Document passage |
In plain English
A coding agent is an AI tool — like Claude Code, Cursor, or GitHub Copilot's agent mode — that doesn't just suggest a line of code. It reads your files, runs commands, edits multiple files, and works through a task on its own while you watch. Prompting it well means writing the instruction that kicks all of that off. Get the prompt right and the agent ships a working change in one shot. Get it vague and you'll spend twenty minutes correcting it — or, worse, it confidently builds the wrong thing.
Here's the analogy that makes it click. Imagine handing a task to a brilliant, lightning-fast contractor who has never seen your house, your neighborhood, or your taste. Tell them "fix the bathroom" and they'll guess: maybe they retile the floor when all you wanted was a new faucet. Tell them "replace the leaking faucet under the bathroom sink with a chrome single-handle model, leave the tiles alone, and test that it doesn't drip" — and they nail it. Same contractor, same skill. The difference is entirely in the brief.
A coding agent is exactly that contractor. It is fast, fluent in fifty languages, and completely ignorant of your project until you tell it. The whole skill of prompting an agent is writing a brief so clear that even a very literal, very eager worker can't get it wrong. This is the practical, codebase-facing cousin of prompt engineering — the same instincts, applied to real files and real commands.
Why it matters
When an agent writes wrong code, the model usually isn't the problem — the brief is. The agent can't read your mind. It doesn't know your team uses ES modules, that you avoid mocks in tests, that there's an existing validateEmail helper it should reuse, or that "done" means the test suite passes, not the file looks plausible. Every one of those gaps gets filled with a guess. A well-written prompt closes the gaps before the agent starts guessing.
The cost of a vague prompt isn't just one wrong answer — it's a correction spiral. You ask, it misses, you correct, it half-fixes and breaks something else, you correct again. Now the conversation is cluttered with failed approaches, and the agent is more confused than when it started. A precise opening prompt skips that entire loop. The fastest path to good code is a good first instruction, not a fast typist.
Who should care:
- Anyone using Claude Code, Cursor, or Copilot for real work. The gap between "this tool wastes my time" and "this tool saved me an afternoon" is almost always prompt quality, not the tool.
- Beginners learning to build with AI. A clear prompt is also a clear thought. Writing one forces you to actually understand what you want — which is half the battle.
- Teams shipping agent-written code. Prompt conventions, a good
CLAUDE.md, and a habit of stating acceptance criteria are what keep agent output reviewable and trustworthy at scale.
What did this replace? For a lot of small-to-medium tasks, a sharp prompt replaced the slow loop of writing every line yourself. The new bottleneck isn't typing speed — it's specification speed: how quickly and clearly you can describe the change you want. If you've read what an AI coding assistant is, this is the skill that turns that assistant from a toy into a teammate.

Exercises to complete |
A. In the piece on prompting coding agents, translate this sentence into Spanish: "When an agent writes wrong code, the model usually isn't the problem — the brief is."
B. Pick up the piece on prompting coding agents after its final sentence and keep writing it.

Input data |
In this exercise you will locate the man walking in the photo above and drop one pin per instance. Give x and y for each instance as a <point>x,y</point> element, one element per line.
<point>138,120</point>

Answers by task |
A. Cuando un agente escribe código erróneo, el problema no suele ser el modelo, sino las instrucciones que recibe.

B.
How it works
An agent doesn't answer in one shot like a chatbot. It runs a loop: it reads context, decides on an action (read a file, edit code, run a command), observes the result, and repeats until it thinks the task is done. Your prompt seeds that loop — it sets the goal and the constraints the agent carries through every cycle. A weak prompt means the agent is improvising its goal as it goes.
Notice the Verify step. The single biggest upgrade you can make to any agent prompt is giving the agent a way to check its own work — a test to run, a build to pass, a screenshot to compare. Without a check, "looks done" is the only signal the agent has, and you become the verification loop, catching every mistake by hand. With a check, the loop closes itself: the agent edits, runs the test, reads the failure, and fixes it before it ever hands the work back to you.
The four parts of a strong prompt
Almost every good coding-agent prompt has four ingredients. Miss one and the agent fills it with a guess.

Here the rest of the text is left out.